Pick up the email thread below, about iPod battery life and iTunes U video podcasts, right after its last sentence and keep it going.

── Text to read ──

Hi,

You get about 12 hours with video at full charge and 24 while just listening, to music.

Thanks for listening,
Alex,


On 13-Nov-08, at 12:30 PM, Scott Howell wrote:

Wow, thank you Esther, I will definitely check this out and load it on my Nano. Come to think of it, I believe the Nano gets much less time when playing videos, maybe it's only a couple of hours, but it'll be worth it. :) Well ok, could just play it on the machine of course. I am curious and will have to ask my wife how the video looks on the little screen.

On Nov 13, 2008, at 1:09 PM, Esther wrote:

Hi Scott and Others,

Just to followup on my post about iTunes U podcasts and the descriptiive video service episode for President Roosevelt: downloads from iTunes U don't show up under podcasts. A folder gets created under playlists. In the case of the American Experience podcasts, this will be named after the authoring institution, WGBH. The individual (video) episodes show up under Movies in your Library.

───
── Extracted information ──

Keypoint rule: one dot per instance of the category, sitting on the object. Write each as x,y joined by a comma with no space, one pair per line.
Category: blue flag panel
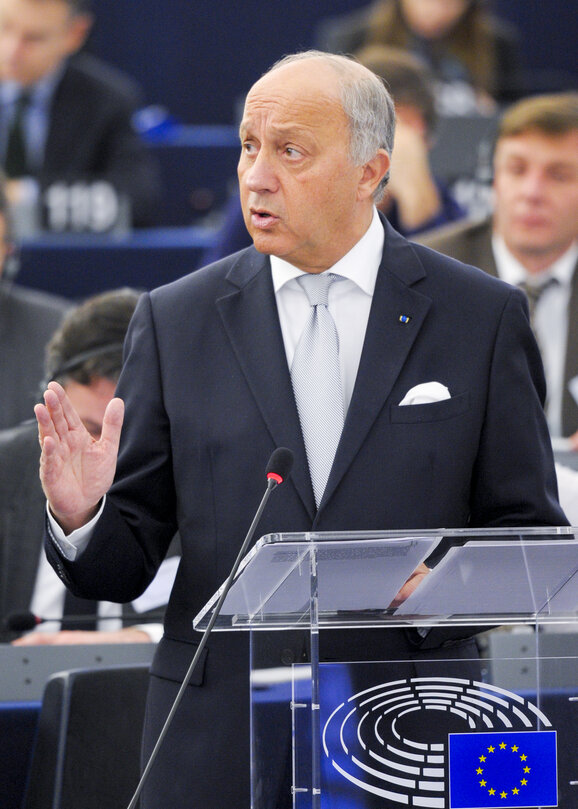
503,769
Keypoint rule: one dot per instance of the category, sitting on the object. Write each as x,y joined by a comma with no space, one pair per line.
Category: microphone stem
271,484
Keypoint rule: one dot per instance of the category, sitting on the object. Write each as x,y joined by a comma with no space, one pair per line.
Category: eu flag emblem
503,769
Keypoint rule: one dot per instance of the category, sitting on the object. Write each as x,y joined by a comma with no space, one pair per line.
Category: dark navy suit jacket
209,397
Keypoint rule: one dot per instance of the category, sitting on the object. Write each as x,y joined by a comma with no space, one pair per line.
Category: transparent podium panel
460,693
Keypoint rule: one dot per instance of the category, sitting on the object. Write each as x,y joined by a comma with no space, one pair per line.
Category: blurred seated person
85,356
28,318
475,57
415,200
531,239
67,140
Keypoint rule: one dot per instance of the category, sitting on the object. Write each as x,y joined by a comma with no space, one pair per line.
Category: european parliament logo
503,769
434,743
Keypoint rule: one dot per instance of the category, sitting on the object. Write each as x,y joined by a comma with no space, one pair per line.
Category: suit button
287,657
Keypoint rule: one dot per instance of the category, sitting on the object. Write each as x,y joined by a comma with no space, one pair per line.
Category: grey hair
367,104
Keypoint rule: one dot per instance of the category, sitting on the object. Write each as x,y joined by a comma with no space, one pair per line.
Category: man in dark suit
532,238
85,355
209,394
66,134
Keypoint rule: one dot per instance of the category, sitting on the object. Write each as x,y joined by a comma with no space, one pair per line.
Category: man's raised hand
76,470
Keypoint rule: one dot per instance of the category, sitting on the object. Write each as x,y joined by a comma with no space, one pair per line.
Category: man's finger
112,423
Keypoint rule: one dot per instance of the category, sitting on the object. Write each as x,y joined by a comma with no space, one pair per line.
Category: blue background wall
197,57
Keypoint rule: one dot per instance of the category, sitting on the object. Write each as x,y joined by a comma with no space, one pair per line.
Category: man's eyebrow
281,130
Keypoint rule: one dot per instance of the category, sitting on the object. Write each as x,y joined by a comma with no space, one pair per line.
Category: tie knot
535,291
316,287
23,101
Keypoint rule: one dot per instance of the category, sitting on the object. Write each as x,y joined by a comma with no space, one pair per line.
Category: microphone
279,466
25,621
277,471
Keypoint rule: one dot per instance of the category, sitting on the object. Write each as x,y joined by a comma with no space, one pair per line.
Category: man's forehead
537,143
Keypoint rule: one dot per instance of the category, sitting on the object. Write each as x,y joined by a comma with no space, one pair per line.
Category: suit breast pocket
433,411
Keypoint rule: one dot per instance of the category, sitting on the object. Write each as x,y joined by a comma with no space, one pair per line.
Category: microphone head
280,464
21,622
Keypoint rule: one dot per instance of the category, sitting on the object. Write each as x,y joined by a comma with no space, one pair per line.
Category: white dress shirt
349,301
550,319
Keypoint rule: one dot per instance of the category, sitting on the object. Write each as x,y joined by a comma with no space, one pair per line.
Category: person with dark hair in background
67,142
474,56
429,369
531,238
28,318
85,357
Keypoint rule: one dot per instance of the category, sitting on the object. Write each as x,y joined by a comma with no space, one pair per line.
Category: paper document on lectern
489,577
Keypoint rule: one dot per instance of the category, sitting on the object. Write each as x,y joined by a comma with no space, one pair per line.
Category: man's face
90,401
536,194
35,37
433,18
303,199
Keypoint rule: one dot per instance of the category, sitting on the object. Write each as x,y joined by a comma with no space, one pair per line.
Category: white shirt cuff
72,545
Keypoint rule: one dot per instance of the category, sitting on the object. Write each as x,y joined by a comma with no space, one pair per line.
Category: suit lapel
249,315
388,341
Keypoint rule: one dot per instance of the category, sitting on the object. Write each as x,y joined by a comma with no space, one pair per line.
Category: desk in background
76,266
198,167
25,671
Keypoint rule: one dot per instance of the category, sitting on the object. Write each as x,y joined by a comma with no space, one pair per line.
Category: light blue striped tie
316,379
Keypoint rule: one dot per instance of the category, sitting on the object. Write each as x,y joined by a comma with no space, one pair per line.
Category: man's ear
78,31
372,174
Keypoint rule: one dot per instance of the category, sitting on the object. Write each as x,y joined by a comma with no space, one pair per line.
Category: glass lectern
364,729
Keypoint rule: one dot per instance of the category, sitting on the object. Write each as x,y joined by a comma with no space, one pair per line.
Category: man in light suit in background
85,356
438,372
532,238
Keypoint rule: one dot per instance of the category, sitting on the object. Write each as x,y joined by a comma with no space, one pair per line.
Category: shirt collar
360,264
39,92
512,271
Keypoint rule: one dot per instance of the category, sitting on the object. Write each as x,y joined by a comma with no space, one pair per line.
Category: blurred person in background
85,356
415,200
531,239
28,318
475,56
67,142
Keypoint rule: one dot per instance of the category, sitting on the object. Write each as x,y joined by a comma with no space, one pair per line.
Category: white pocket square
426,393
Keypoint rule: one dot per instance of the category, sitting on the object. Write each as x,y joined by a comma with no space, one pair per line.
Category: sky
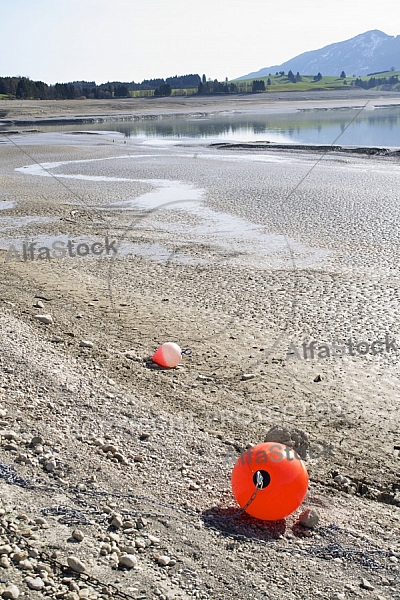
131,40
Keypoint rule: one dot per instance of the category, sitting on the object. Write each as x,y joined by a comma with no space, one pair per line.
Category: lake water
352,127
378,127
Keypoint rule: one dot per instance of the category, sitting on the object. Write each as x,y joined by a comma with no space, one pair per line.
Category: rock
46,319
78,535
76,565
294,438
51,466
117,522
71,596
153,539
36,440
365,585
85,344
11,592
128,560
25,565
132,356
34,583
309,518
248,376
4,562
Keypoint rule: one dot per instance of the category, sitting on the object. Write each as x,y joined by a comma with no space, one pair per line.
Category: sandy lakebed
115,476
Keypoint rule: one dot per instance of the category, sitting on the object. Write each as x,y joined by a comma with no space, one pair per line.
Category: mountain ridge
371,51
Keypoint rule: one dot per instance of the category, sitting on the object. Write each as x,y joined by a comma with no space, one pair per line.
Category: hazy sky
130,40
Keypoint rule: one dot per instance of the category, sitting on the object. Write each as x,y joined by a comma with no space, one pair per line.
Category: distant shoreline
17,113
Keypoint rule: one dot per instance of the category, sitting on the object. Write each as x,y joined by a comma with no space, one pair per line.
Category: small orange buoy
168,355
284,481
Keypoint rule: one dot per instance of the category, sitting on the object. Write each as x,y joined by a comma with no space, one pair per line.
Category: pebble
86,344
248,376
117,522
25,565
127,560
76,565
46,319
78,535
34,583
4,562
365,585
309,518
11,592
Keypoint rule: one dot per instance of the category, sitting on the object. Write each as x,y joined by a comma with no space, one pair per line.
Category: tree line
24,88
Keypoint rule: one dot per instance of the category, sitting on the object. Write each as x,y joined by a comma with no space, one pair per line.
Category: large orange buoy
168,355
284,481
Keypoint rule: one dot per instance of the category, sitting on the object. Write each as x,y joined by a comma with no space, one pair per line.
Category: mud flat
237,255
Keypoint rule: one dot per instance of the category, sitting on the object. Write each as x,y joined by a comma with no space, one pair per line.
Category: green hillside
280,83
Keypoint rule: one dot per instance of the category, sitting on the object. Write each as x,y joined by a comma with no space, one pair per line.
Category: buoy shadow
231,522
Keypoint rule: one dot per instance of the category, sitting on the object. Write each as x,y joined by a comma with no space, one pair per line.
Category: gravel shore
114,475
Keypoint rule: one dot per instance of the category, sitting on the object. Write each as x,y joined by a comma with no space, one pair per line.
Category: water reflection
379,127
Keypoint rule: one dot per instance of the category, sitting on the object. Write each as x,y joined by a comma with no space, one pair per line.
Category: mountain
369,52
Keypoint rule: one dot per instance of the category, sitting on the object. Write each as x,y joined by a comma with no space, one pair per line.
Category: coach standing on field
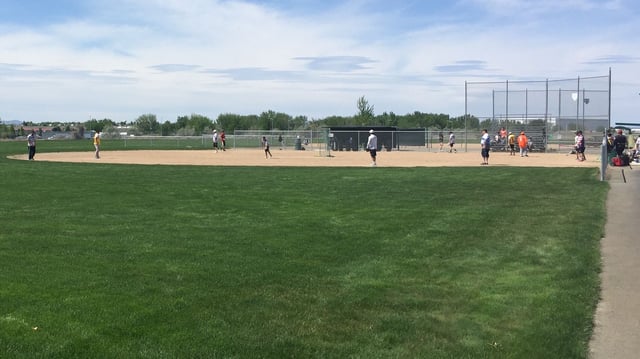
372,147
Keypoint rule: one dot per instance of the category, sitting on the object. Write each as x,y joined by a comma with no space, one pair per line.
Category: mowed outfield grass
117,261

───

The reply.
Scott, since some of your earlier iTunes questions have been about organizing jazz tracks, you might be interested in the program that was announced as: "Celebrating the Legacy of Louis Armstrong on iTunes U" that showed up on the Apple Hot News RSS feed last week. I'm going to paste in the description and link:

<begin quote>
At the centennial of his birth, the Artistry of “Pops”: Louis Armstrong at 100 celebrates the legacy of “the man whose name is synonymous with jazz music.” The program, courtesy of Columbia University’s Center for Jazz Studies offers historic clips of “Pops” and a discussion about Armstrong’s contribution to jazz and American culture by musician and jazz critic Stanley Crouch and trumpet legend Wynton Marsalis.

http://deimos3.apple.com/WebObjects/Core.woa/Browse/columbia.edu.1673135858?sr=hotnews

<end quote>

I don't know the size of the this video podcast, but please note that the videos at iTunes U can be large -- part 1 of the FDR dvs episode is 414 MB and runs to 1.7 hours. Part 2 is even longer at 2.3 hours, and there are (multi-part) episodes for five other presidents. The Louis Armstrong video is 1.5 hours long.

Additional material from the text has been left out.